==== STORED RECORDS

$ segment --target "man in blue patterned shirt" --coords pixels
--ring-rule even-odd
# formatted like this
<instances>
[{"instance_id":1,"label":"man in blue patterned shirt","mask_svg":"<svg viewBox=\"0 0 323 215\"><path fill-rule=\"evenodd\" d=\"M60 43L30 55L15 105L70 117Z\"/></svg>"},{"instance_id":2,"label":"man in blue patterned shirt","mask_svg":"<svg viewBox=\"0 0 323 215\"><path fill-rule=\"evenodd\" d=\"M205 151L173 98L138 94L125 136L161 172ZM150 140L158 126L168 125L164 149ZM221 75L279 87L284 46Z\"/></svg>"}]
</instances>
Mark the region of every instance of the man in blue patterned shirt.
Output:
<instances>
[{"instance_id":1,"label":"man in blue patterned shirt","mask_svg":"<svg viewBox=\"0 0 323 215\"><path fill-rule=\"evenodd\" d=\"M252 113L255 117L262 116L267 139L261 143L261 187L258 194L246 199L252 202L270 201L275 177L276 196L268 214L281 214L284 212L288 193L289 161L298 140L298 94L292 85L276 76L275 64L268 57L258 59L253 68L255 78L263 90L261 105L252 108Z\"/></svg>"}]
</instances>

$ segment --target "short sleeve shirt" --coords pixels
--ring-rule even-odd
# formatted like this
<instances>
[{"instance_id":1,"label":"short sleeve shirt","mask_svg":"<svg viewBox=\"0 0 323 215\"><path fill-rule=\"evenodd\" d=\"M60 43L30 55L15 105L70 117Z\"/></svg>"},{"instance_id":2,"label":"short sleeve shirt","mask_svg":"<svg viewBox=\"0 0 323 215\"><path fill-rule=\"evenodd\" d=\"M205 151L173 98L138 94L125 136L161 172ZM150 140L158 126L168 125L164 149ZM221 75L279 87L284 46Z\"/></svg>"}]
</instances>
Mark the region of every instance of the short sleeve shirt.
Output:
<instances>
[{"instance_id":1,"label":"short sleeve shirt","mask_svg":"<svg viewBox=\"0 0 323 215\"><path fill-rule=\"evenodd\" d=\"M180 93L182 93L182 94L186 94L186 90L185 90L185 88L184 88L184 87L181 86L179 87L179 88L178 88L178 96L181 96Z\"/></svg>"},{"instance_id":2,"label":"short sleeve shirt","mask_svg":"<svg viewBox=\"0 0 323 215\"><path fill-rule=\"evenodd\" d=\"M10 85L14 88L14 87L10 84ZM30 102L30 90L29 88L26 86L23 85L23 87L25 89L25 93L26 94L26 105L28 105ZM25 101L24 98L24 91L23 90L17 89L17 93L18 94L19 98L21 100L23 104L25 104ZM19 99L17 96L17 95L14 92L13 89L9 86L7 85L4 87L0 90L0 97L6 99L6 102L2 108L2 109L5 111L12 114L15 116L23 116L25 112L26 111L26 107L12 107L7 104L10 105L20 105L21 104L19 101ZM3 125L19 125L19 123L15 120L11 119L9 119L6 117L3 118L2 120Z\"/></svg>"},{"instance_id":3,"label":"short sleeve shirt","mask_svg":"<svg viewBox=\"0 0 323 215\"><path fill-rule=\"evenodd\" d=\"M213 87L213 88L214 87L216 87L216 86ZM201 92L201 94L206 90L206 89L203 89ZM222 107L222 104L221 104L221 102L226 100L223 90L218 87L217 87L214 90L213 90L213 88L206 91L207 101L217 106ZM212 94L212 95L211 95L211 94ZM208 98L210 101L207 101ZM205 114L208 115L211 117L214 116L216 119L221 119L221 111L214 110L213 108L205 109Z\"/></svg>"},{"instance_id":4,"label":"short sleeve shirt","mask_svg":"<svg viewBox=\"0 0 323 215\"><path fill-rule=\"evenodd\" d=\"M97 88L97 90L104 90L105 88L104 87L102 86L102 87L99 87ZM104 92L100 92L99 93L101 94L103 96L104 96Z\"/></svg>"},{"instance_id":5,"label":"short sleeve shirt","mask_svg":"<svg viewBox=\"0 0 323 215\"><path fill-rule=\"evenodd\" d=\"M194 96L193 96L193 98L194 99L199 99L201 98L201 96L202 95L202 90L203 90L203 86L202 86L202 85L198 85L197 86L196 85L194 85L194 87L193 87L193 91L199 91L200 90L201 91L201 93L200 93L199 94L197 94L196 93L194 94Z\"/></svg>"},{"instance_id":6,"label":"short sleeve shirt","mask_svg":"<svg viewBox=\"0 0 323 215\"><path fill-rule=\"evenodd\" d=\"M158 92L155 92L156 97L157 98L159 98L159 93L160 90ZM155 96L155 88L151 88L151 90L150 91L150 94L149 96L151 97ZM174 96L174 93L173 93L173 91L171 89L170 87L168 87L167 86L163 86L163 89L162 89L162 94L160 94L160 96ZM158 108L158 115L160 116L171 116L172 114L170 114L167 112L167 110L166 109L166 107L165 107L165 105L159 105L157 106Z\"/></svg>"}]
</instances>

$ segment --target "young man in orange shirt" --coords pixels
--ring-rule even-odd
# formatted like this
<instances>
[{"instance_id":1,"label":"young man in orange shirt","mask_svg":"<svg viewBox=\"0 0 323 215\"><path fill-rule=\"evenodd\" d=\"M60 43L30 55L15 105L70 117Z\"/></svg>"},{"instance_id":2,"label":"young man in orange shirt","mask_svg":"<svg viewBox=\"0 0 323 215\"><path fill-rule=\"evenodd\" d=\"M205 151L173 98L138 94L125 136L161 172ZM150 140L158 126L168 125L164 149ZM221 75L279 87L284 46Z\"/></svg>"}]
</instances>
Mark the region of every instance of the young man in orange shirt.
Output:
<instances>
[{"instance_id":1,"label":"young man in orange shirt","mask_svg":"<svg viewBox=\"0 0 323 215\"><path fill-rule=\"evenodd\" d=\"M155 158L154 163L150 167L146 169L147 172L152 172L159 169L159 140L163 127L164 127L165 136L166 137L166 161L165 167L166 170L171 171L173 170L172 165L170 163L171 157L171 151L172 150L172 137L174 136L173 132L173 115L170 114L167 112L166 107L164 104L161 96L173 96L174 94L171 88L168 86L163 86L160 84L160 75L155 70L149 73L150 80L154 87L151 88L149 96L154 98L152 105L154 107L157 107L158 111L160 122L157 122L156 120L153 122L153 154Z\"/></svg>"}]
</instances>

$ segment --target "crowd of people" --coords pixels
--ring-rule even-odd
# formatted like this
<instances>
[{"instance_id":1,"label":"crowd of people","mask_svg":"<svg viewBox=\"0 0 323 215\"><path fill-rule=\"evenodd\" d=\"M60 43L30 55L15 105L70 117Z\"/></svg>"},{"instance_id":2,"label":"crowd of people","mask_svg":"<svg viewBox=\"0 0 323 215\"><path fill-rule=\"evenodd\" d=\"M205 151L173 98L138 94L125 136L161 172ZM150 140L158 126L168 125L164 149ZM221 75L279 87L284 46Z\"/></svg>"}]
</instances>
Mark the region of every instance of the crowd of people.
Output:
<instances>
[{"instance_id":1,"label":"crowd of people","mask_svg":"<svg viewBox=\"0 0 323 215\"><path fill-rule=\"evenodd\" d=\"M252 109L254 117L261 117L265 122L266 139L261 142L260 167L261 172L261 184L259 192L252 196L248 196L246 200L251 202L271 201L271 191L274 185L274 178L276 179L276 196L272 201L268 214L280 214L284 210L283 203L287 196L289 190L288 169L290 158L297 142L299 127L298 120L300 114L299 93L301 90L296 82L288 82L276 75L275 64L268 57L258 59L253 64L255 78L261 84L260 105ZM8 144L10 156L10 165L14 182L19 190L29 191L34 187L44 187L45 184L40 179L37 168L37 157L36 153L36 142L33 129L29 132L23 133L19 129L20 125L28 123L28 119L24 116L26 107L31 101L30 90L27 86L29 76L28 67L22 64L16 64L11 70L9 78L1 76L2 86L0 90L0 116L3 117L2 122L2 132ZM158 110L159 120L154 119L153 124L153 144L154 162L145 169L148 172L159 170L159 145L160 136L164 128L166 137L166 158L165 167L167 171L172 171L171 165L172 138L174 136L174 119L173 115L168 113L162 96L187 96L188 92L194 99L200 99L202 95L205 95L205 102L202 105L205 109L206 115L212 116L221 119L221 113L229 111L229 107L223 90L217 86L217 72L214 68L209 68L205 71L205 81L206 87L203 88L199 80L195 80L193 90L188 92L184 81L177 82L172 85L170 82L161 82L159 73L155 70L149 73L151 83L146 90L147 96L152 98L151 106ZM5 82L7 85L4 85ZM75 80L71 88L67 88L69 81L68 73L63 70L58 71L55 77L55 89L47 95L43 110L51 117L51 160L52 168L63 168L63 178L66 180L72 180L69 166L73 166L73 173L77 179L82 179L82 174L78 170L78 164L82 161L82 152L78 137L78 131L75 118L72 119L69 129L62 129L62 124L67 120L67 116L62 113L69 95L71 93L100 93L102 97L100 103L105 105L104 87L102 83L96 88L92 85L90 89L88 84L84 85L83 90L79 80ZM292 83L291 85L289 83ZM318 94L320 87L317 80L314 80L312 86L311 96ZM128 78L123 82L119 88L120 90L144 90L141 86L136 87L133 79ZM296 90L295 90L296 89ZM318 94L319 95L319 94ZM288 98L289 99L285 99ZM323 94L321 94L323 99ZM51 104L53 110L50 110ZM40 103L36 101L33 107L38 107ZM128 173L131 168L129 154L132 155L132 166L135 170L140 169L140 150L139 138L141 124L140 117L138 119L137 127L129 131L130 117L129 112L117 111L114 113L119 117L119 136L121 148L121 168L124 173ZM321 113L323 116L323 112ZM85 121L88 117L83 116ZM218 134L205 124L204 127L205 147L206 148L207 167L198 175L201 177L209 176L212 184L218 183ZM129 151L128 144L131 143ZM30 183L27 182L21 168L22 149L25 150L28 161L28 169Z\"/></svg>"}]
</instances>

========

*REQUIREMENT:*
Report each line in the records above that contains the word "target", and copy every such line in full.

*FINISHED TASK:*
$ segment --target "man in blue patterned shirt" --coords pixels
$ segment --target "short sleeve shirt" --coords pixels
$ segment --target "young man in orange shirt" --coords pixels
$ segment --target "crowd of people" --coords pixels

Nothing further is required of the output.